++++ Page

Iqbal, 556 U.S. at 677-78 (quoting Twombly, 550 U.S. at 555, 556, 557, 570) (citations omitted); see also Bass v. Dupont, 324 F.3d 761, 765 (4th Cir.2003). The court may consider documents attached to a complaint or motion to dismiss “so long as they are integral to the complaint and authentic.” Philips v. Pitt Cty. Mem. Hosp., 572 F.3d 176, 180 (4th Cir.2009) (citing Blankenship v. Manchin, 471 F.3d 523, 526 n. 1 (4th Cir.2006)). Further, “[i]n reviewing a Rule 12(b)(6) dismissal, [the Court] may properly take judicial notice of matters of public record.” Phillips v. Pitt Cnty. Mem'l. Hosp., 572 F.3d 176, 180 (4th Cir. 2009); see also Goldfarb v. Mayor and City Council of Balt., 791 F.3d 500, 508 (4th Cir. 2015) (“[A] court may properly take judicial notice of ‘matters of public record' and other information that, under Federal Rule of Evidence 201, constitute ‘adjudicative facts.'”).

IV. DISCUSSION

As set forth above, the allegations in Plaintiff's complaint are sparse. He does not assert any specific causes of action, though he does mention conspiracy and fraud. In his response to Defendant Small's motion, he asserts that Small is “being sued for his inactions to provide Mr. High his constitutional rights to a fair trial without fraud and withholding evidence.” Pl. Resp. P. 2. He seeks “compensation” and for his conviction to be “invalidated.” Plaintiffs can recover monetary damages for Constitutional violations pursuant to 42 U.S.C. § 1983, but only for such violations committed by individuals acting under color of state law. West v. Atkins, 487 U.S. 42, 48, 108 S.Ct. 2250, 101 L.Ed.2d 40 (1988). Suits against federal actors may not be brought via § 1983. District of Columbia v. Carter, 409 U.S. 418 (1973). Small, a federal public defender, was not acting under color of state law during his representation of Plaintiff.

++++++++
++++ Supplied material

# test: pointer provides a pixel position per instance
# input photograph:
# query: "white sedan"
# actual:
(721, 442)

++++++++
++++ Supplied material

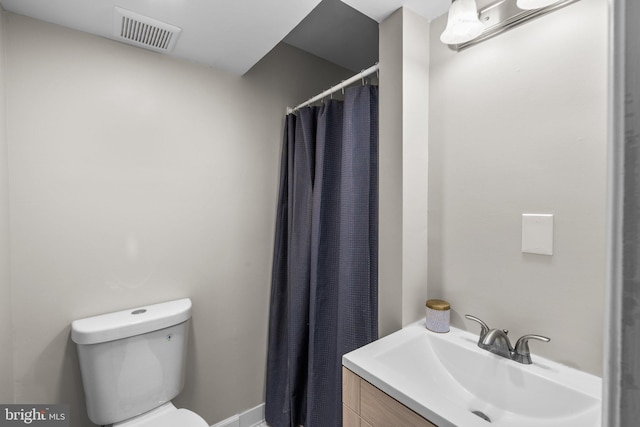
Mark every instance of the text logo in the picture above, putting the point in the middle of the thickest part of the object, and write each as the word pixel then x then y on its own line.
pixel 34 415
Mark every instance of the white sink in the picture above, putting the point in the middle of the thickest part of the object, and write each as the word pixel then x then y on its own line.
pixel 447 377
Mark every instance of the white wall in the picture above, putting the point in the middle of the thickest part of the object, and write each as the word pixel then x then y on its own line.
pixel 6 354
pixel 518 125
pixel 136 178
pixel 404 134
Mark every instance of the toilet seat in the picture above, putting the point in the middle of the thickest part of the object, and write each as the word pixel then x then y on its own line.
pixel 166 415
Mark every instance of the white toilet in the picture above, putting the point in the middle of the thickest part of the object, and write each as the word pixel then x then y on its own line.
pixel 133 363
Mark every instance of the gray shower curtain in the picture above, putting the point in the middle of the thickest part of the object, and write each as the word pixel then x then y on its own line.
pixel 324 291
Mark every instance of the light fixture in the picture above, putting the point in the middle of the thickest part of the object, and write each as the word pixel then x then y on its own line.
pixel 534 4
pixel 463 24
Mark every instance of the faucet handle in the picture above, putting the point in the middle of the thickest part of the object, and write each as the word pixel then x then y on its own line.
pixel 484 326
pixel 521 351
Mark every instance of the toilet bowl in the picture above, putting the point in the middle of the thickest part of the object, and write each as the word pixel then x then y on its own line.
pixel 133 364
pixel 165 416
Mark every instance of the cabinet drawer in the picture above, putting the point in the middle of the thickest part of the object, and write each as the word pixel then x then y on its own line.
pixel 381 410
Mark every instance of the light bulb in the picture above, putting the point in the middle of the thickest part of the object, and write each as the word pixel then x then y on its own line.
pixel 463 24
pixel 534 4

++++++++

## Problem requirements
Write what comes next in the court opinion on the motion to dismiss, picking up after its last sentence, which ends "during his representation of Plaintiff".

## Exercise output
Under Bivens v. Six Unknown Named Agents of Federal Bureau of Narcotics, 403 U.S. 388 (1971) and its progeny, the Supreme Court created an action for damages for individuals injured by federal officers for violations of certain constitutional rights. Bivens, 407 U.S. at 397; Davis v. Passman, 442 U.S. 228, 99 S.Ct. 2264, 60 L.Ed.2d 846 (1979); Carlson v. Green, 446 U.S. 14, 100 S.Ct. 1468, 64 L.Ed.2d 15 (1980). However, federal public defenders are not federal officials subject to suit under Bivens. Campbell v. North Carolina, No. 1:12-CV-719, 2013 WL 2153110, at *2 (M.D. N.C. May 16, 2013) (citing Anderson v. Sonenberg, 111 F.3d 962 (D.C.Cir.1997); Bradford v. Shankman, 772 F.2d 905 (6th Cir.1985)).

Likewise, state public defenders also do not act under color of state law and are not subject to suit under § 1983. Hall v. Quillen, 631 F.2d 1154, 1155 (4th Cir. 1980).

The Federal Tort Claims Act (FTCA), 28 U.S.C. § 2671 et seq., provides a cause of action against the United States “for injury or loss of property, or personal injury or death arising from the negligent or wrongful act or omission of any employee of the Government while acting within the scope of his office or employment ...” 28 U.S.C. § 2679(b)(1). While the term “employee of the government” can include employees of a Federal public defender organization, there is an exception “when such officer or employee performs professional services in the course of providing representation under section 3006A of title 18.” 28 U.S.C. § 2671. Small was providing professional services to Plaintiff pursuant to a court appointment under 18 U.S.C. § 3006A. Thus, the waiver of sovereign immunity provided by the FTCA is inapplicable here, and Plaintiff has no cause of action under the FTCA.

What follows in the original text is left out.